| REQUIRED WORK |
Rescale everything from the line containing "Exercise. Pick out the metal" down to the line containing "<point>477,341</point>", both ends included, by restating those lines of data with the requests intact. Multiply each point coordinate by 2.4 and round it to a whole number, with halves rounding up.

Excerpts of pointing data:
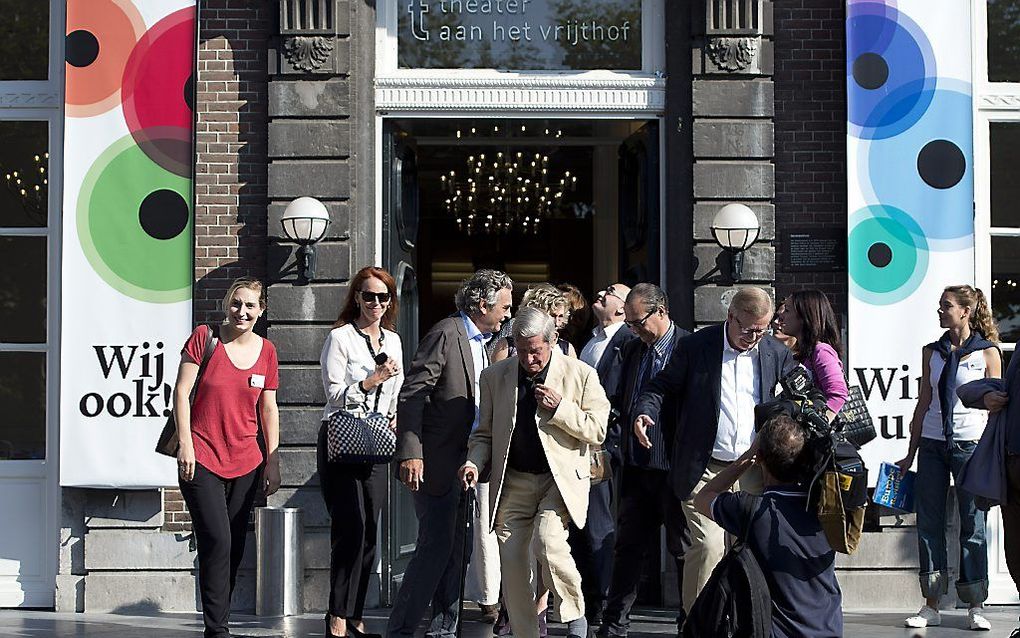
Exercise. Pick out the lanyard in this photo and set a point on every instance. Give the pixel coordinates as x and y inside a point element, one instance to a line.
<point>371,350</point>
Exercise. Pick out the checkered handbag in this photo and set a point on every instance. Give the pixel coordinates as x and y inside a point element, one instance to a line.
<point>353,439</point>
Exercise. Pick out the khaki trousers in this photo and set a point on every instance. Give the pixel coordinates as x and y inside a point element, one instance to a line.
<point>531,505</point>
<point>708,540</point>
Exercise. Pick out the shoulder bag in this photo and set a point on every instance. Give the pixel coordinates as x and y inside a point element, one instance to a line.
<point>855,421</point>
<point>168,443</point>
<point>360,439</point>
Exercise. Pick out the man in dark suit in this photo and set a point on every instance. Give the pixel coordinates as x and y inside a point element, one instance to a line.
<point>438,409</point>
<point>717,375</point>
<point>646,500</point>
<point>593,546</point>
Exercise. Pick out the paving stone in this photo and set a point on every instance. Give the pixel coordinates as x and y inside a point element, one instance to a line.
<point>310,98</point>
<point>733,98</point>
<point>734,180</point>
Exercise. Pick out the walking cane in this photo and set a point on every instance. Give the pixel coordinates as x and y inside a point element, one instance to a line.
<point>470,501</point>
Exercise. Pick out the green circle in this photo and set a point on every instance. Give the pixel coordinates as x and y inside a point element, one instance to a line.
<point>891,282</point>
<point>121,252</point>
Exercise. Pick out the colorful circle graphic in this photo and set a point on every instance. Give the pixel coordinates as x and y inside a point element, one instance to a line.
<point>927,169</point>
<point>100,37</point>
<point>887,254</point>
<point>156,90</point>
<point>134,221</point>
<point>890,70</point>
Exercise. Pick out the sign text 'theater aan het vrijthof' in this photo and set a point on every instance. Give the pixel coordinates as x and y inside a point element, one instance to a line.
<point>523,35</point>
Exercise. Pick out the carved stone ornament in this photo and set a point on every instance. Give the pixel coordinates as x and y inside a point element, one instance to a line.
<point>308,53</point>
<point>732,53</point>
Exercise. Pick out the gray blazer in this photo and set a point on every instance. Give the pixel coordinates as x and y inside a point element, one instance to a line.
<point>436,407</point>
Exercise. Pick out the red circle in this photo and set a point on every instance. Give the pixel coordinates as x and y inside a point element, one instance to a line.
<point>154,86</point>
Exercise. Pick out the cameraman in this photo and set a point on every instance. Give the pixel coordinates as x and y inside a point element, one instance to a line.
<point>785,537</point>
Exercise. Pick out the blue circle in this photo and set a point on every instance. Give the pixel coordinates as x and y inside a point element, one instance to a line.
<point>881,110</point>
<point>941,213</point>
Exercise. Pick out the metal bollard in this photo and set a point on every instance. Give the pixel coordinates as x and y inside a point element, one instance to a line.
<point>279,566</point>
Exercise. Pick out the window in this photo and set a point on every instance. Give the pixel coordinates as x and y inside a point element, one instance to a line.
<point>997,153</point>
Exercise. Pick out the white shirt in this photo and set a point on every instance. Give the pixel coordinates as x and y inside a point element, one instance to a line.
<point>346,360</point>
<point>596,346</point>
<point>968,423</point>
<point>738,393</point>
<point>477,341</point>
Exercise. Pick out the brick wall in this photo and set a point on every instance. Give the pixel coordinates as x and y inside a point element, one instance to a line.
<point>810,134</point>
<point>231,163</point>
<point>231,154</point>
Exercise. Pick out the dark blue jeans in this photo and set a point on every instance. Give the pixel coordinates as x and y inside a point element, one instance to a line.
<point>434,575</point>
<point>936,459</point>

| CORRECT RESPONSE |
Exercise. Pick out the metal bollard in this photo and set a point on every instance. Give the pixel coordinates as x and y inside a point element, one instance to a line.
<point>670,1358</point>
Exercise. Pick out the window in this photo and set a point on every instance. Give the pixel coordinates as x and y inside a point element, one instance to a line.
<point>2393,367</point>
Exercise. Pick out the white shirt in this photo and set a point on every instance. Give the pixel coordinates as x and y inside a point element, one instance to a line.
<point>830,864</point>
<point>1430,830</point>
<point>2323,1015</point>
<point>1771,943</point>
<point>1145,818</point>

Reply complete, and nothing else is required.